Given passage:
+++
Plus every engine (inc the new 3 series) are 4 pot turbo types. This seems to be the last of the NA grunt engines and the one thing I really miss from when I had my Corrado VR6 is the noise.

One other option was the new Focus ST but that's still too new/expensive like the Octy.

Prob going for this tomorrow!


----------



## Bigstuff (Mar 2, 2012)

thats nice


----------



## SteveyG (Apr 1, 2007)

Enjoy. They're a bit thirsty though - managed 30mpg the other day


----------



## ardandy (Aug 18, 2006)

Paid the difference, done and it's mine. 

Picking up Saturday.


----------



## SteveTDCi (Feb 8, 2006)

Well done, enjoy the new car


----------



## CzechRich (Jul 25, 2008)

Budget for some winter tyres as you are in Yorkshire.

Good deals on oponeo and mytyres

Both do complete sets with wheels, way cheaper than dealer.

Rear drive BMW and snow dont mix.


----------



## ardandy (Aug 18, 2006)

I'm not paying money to get to work more!


----------



## robertdon777 (Nov 3, 2005)

Snow socks ftw.


----------



## Exotica (Feb 27, 2006)

Take DSC off , lower pressures and floor it .


----------



## ardandy (Aug 18, 2006)

I prefer;

Snowed in. Can't go to work. Stay home.


----------



## ardandy (Aug 18, 2006)

Does anyone know of a winter tyre package place online?


----------



## CzechRich (Jul 25, 2008)

As I said, mytyres are good, complete packages come all fitted as new.

http://www.mytyres.co.uk/Complete_wheels.html


----------
+++
Record set:

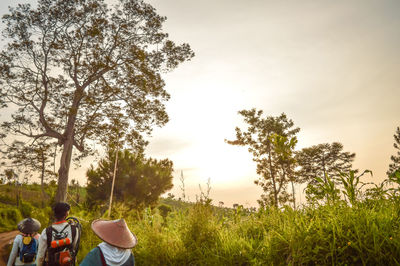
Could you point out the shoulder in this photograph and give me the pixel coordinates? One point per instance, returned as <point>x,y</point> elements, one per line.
<point>92,258</point>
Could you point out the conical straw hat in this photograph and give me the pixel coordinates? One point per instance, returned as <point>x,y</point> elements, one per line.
<point>29,226</point>
<point>115,233</point>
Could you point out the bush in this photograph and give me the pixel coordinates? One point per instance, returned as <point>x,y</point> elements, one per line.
<point>9,218</point>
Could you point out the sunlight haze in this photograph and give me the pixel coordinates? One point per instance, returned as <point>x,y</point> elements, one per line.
<point>331,66</point>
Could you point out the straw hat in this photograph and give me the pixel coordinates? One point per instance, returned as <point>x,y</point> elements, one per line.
<point>29,226</point>
<point>115,233</point>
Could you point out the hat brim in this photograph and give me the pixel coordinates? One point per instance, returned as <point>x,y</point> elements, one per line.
<point>115,233</point>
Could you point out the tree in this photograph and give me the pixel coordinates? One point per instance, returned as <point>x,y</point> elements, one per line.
<point>323,160</point>
<point>395,165</point>
<point>71,68</point>
<point>270,163</point>
<point>30,159</point>
<point>139,181</point>
<point>284,148</point>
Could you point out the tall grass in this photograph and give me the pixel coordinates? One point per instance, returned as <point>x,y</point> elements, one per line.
<point>365,234</point>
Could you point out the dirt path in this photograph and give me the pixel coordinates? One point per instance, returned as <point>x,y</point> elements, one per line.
<point>6,239</point>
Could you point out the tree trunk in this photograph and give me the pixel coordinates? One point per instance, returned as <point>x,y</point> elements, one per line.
<point>42,180</point>
<point>65,162</point>
<point>273,180</point>
<point>294,197</point>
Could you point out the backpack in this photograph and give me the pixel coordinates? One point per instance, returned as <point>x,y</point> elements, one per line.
<point>28,250</point>
<point>60,249</point>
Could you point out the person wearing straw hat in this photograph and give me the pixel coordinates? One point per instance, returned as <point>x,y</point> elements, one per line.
<point>116,247</point>
<point>29,238</point>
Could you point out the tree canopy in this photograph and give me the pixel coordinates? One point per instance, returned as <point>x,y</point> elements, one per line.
<point>73,70</point>
<point>323,160</point>
<point>139,181</point>
<point>271,141</point>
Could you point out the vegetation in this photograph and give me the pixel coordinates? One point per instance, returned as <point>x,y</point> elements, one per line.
<point>139,181</point>
<point>75,71</point>
<point>395,165</point>
<point>356,227</point>
<point>273,164</point>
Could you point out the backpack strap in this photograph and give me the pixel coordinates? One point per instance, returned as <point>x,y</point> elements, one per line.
<point>103,260</point>
<point>49,235</point>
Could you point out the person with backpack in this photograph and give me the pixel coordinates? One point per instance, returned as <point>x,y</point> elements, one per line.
<point>115,250</point>
<point>25,245</point>
<point>59,243</point>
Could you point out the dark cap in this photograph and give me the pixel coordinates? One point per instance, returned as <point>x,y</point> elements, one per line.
<point>61,208</point>
<point>29,226</point>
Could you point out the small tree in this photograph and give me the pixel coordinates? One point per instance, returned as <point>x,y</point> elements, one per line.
<point>36,158</point>
<point>270,166</point>
<point>71,68</point>
<point>139,181</point>
<point>323,160</point>
<point>395,165</point>
<point>284,148</point>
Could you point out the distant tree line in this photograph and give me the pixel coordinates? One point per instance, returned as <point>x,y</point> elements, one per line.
<point>272,141</point>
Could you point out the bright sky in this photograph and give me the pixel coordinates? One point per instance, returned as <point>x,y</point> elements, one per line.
<point>331,66</point>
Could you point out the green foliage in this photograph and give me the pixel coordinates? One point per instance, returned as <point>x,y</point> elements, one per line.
<point>395,164</point>
<point>82,71</point>
<point>323,159</point>
<point>139,181</point>
<point>272,154</point>
<point>322,189</point>
<point>9,217</point>
<point>350,183</point>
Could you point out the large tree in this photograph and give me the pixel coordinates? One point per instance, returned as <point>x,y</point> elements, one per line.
<point>71,68</point>
<point>139,181</point>
<point>268,140</point>
<point>395,165</point>
<point>323,160</point>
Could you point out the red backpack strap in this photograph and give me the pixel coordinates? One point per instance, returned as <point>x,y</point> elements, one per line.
<point>103,260</point>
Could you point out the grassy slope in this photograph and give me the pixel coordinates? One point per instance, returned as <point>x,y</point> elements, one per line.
<point>194,234</point>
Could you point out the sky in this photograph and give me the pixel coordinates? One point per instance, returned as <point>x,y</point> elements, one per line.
<point>331,66</point>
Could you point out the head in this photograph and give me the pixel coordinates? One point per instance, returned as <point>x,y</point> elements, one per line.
<point>115,233</point>
<point>29,226</point>
<point>61,210</point>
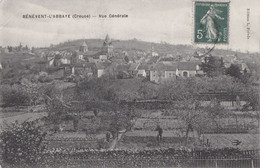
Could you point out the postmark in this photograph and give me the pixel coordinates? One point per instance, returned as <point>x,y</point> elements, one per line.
<point>211,22</point>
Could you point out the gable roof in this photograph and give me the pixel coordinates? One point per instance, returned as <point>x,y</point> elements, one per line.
<point>133,66</point>
<point>189,66</point>
<point>143,67</point>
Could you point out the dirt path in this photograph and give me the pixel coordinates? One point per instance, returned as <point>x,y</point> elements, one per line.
<point>21,118</point>
<point>113,144</point>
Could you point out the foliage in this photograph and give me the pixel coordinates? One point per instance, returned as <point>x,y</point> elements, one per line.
<point>14,95</point>
<point>234,71</point>
<point>22,143</point>
<point>213,66</point>
<point>96,89</point>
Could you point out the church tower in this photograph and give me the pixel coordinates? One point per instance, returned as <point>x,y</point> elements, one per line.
<point>84,47</point>
<point>108,47</point>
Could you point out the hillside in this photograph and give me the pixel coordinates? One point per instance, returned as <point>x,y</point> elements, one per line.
<point>161,48</point>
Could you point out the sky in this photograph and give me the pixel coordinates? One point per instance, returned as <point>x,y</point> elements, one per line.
<point>148,20</point>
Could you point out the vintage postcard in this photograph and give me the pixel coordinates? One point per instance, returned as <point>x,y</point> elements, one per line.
<point>129,83</point>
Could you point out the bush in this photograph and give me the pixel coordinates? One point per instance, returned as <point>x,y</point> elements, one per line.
<point>14,95</point>
<point>22,144</point>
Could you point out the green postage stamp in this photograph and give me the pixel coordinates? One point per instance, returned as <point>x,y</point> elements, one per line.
<point>211,22</point>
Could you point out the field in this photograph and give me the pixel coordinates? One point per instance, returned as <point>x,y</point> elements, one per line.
<point>248,141</point>
<point>144,136</point>
<point>11,115</point>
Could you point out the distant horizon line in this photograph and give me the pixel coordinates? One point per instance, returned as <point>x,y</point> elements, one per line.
<point>132,39</point>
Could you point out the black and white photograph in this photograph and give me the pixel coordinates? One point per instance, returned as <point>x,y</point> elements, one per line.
<point>129,84</point>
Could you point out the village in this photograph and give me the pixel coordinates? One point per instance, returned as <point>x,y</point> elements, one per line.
<point>82,62</point>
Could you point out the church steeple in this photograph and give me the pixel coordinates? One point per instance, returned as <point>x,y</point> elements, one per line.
<point>107,46</point>
<point>83,47</point>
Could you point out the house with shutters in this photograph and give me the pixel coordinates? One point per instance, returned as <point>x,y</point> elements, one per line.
<point>189,69</point>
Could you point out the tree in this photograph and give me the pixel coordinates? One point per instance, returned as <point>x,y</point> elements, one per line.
<point>22,143</point>
<point>233,71</point>
<point>213,66</point>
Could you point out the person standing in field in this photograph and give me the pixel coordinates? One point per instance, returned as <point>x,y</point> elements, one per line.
<point>160,132</point>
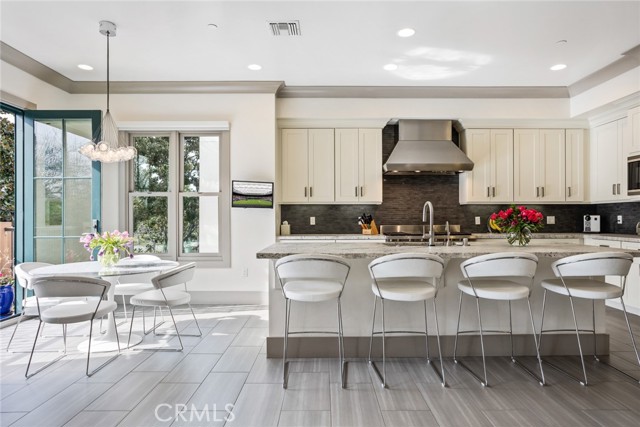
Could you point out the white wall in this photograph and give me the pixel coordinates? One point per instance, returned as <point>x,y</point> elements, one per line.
<point>461,109</point>
<point>604,96</point>
<point>252,138</point>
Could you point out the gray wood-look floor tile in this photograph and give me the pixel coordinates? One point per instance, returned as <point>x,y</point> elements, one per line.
<point>409,419</point>
<point>230,325</point>
<point>214,342</point>
<point>161,361</point>
<point>357,372</point>
<point>258,406</point>
<point>237,359</point>
<point>60,409</point>
<point>355,406</point>
<point>97,419</point>
<point>307,391</point>
<point>305,419</point>
<point>194,368</point>
<point>158,407</point>
<point>8,418</point>
<point>218,390</point>
<point>513,417</point>
<point>450,409</point>
<point>266,371</point>
<point>127,393</point>
<point>611,418</point>
<point>251,337</point>
<point>200,419</point>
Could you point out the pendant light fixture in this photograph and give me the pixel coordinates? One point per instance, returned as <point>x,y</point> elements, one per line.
<point>107,148</point>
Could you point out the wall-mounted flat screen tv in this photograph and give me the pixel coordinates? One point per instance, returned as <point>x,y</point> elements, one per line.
<point>251,194</point>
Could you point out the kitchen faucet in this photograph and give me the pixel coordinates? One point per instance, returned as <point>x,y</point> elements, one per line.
<point>424,219</point>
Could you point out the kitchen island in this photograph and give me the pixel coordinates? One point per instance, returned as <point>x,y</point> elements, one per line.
<point>357,304</point>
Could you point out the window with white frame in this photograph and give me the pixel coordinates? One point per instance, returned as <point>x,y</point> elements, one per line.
<point>179,195</point>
+++
Exercise requirements:
Say whether each statement below agrees with the forum thread. Answer yes or no for each one and quote the words from the thread that decide it.
1. ardandy says the car will be picked up on Saturday.
2. CzechRich says rear-drive BMWs cope well in snow.
3. SteveyG reports getting 40mpg the other day.

Solution below:
1. Yes: "Picking up Saturday."
2. No: "Rear drive BMW and snow dont mix."
3. No: "managed 30mpg the other day"